[Opening MATERIAL FOR THIS TASK section]
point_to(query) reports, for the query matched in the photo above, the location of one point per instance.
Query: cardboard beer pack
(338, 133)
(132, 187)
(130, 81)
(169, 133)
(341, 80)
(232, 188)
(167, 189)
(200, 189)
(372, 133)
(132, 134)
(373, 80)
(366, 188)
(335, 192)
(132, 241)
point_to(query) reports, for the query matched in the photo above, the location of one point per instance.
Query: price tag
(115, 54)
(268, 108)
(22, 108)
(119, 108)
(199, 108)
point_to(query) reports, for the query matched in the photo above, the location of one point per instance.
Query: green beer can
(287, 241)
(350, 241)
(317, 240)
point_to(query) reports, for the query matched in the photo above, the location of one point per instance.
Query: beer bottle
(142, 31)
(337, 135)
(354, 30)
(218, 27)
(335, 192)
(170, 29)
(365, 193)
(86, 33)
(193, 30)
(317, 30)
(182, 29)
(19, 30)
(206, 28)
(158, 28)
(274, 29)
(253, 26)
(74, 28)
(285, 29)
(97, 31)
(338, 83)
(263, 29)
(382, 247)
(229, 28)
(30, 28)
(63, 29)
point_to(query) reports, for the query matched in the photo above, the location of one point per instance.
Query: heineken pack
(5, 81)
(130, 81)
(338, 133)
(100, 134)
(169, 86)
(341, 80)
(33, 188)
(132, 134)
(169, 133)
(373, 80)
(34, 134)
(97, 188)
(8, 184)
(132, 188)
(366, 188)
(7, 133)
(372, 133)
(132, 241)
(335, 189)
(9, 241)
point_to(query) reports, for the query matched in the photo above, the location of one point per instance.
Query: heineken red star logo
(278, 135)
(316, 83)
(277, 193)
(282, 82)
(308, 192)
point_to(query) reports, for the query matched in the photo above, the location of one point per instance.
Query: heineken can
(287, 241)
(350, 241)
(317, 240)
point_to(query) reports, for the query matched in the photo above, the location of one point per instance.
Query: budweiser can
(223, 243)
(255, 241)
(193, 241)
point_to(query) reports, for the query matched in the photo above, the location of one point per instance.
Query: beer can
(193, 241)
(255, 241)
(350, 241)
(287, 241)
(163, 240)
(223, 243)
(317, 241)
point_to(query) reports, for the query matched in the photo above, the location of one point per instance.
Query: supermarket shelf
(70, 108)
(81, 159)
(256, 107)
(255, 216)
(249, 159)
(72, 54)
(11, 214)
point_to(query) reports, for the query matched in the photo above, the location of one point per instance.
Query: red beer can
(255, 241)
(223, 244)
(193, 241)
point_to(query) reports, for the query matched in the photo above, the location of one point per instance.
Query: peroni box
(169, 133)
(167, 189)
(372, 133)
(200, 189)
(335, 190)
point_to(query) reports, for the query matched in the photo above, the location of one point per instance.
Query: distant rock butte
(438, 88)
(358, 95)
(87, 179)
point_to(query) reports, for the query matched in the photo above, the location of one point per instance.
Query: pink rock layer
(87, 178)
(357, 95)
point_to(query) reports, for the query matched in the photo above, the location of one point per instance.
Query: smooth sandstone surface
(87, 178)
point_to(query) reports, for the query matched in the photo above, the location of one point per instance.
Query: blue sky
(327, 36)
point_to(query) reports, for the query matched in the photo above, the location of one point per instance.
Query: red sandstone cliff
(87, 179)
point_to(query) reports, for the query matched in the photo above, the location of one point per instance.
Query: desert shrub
[Closing MATERIAL FOR THIS TASK section]
▶ _WHAT IS REQUIRED_: Word for word, repeat the lines that begin at the one with "Query: blue sky" and continue to the end of the listing above.

▶ _ANSWER AREA_:
Query: blue sky
(327, 36)
point_to(query) reports, for the query matched in the photo above, the location of one point per instance.
Query: red sandstone cliff
(87, 179)
point_to(query) reports, for the query matched in the photo above, the location of one point per instance.
Query: desert shrub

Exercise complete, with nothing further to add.